* [WRITTEN TASK] Gather every line of the records below that contains the string "each". Matching is case-sensitive.

* [DATA IN THIS EXERCISE]
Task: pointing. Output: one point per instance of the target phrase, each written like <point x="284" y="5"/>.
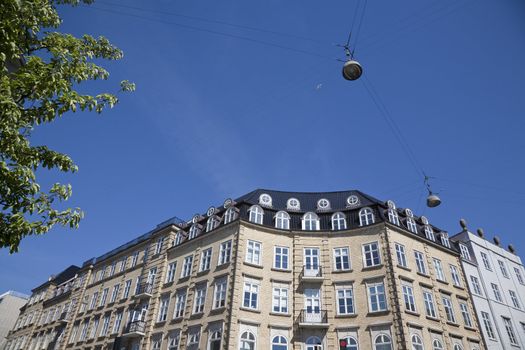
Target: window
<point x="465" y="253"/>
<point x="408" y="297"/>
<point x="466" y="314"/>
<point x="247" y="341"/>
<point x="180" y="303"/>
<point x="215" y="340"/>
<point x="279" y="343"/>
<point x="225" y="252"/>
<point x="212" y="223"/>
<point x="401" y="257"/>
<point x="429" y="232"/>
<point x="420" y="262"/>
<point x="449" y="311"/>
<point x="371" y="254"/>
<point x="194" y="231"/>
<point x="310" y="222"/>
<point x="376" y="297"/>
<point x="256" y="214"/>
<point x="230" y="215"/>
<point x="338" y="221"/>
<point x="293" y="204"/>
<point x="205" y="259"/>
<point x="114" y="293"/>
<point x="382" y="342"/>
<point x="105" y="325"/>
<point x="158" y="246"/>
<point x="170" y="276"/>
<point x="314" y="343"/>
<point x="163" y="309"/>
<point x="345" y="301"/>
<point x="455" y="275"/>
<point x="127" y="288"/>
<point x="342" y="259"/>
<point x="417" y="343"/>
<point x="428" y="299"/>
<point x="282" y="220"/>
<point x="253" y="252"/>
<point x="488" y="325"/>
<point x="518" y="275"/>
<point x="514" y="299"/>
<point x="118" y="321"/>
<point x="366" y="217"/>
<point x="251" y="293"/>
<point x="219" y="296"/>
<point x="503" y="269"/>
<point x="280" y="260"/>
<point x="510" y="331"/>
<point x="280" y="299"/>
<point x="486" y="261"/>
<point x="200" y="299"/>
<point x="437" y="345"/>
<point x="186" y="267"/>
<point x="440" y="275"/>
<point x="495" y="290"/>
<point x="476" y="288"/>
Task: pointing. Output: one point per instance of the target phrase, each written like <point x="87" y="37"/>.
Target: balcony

==

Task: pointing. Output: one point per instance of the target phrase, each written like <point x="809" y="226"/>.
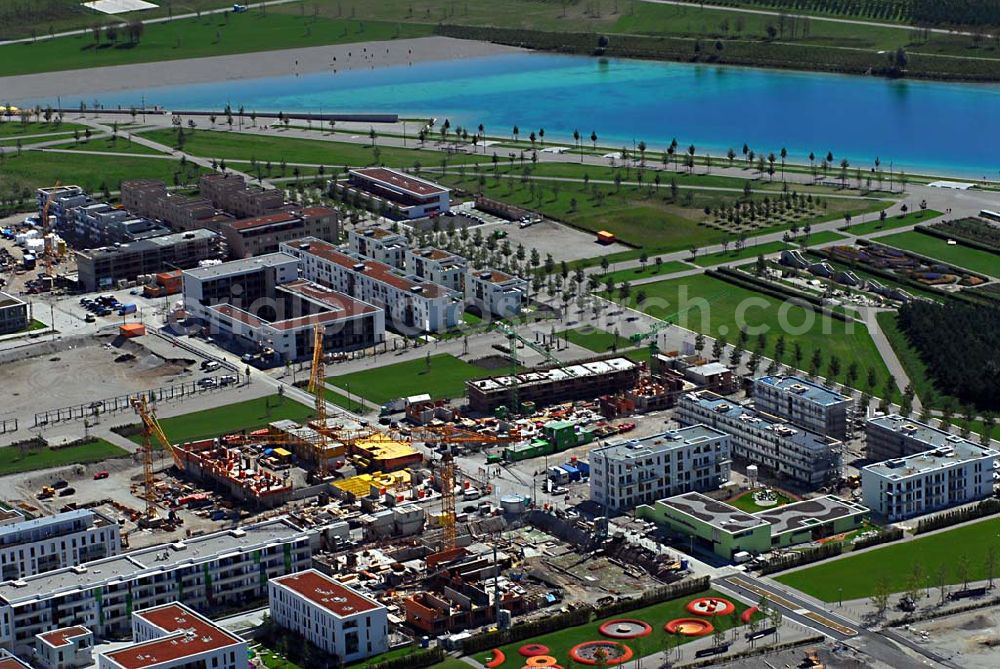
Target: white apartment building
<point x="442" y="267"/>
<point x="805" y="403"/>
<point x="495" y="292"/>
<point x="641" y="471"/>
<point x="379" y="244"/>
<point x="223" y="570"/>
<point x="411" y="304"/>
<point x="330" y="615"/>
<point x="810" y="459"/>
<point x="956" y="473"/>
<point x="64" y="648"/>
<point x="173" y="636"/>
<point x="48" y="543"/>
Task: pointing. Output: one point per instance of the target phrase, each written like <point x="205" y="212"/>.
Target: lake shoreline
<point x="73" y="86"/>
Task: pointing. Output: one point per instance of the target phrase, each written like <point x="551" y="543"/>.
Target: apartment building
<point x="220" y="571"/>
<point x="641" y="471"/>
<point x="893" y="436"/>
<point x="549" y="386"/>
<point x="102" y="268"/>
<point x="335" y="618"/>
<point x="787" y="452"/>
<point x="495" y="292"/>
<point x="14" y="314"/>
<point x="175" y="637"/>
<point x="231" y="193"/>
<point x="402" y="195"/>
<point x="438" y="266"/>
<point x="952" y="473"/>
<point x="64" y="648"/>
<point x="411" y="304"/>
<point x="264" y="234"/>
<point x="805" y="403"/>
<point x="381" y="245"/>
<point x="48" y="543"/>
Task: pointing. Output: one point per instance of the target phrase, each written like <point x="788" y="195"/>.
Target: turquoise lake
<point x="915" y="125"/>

...

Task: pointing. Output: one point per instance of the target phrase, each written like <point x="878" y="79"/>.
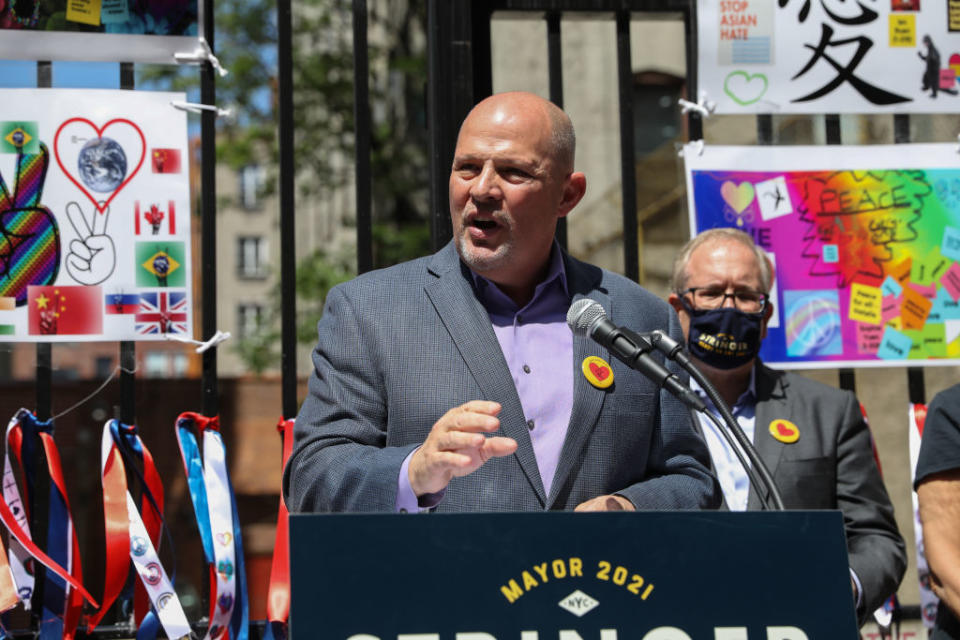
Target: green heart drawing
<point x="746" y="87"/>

* [REPLY]
Task: pointing. Output: one point per instance of the target phrase, each written like <point x="284" y="5"/>.
Task: pointing. Output: one point per instance of the target phrase, each written like <point x="87" y="37"/>.
Task: pointing. Output: one point per instance of the target phrase, each written like <point x="809" y="226"/>.
Task: pointing. Output: one point per instance of the target phrase, each written like <point x="205" y="212"/>.
Task: pointing. Output: one point per instance of the target phrase, each written like <point x="551" y="543"/>.
Task: pointing. Output: one point per instance of the target phrase, each written like <point x="788" y="195"/>.
Task: pointing. Output: one point per instance of the target phrase, each written like <point x="878" y="79"/>.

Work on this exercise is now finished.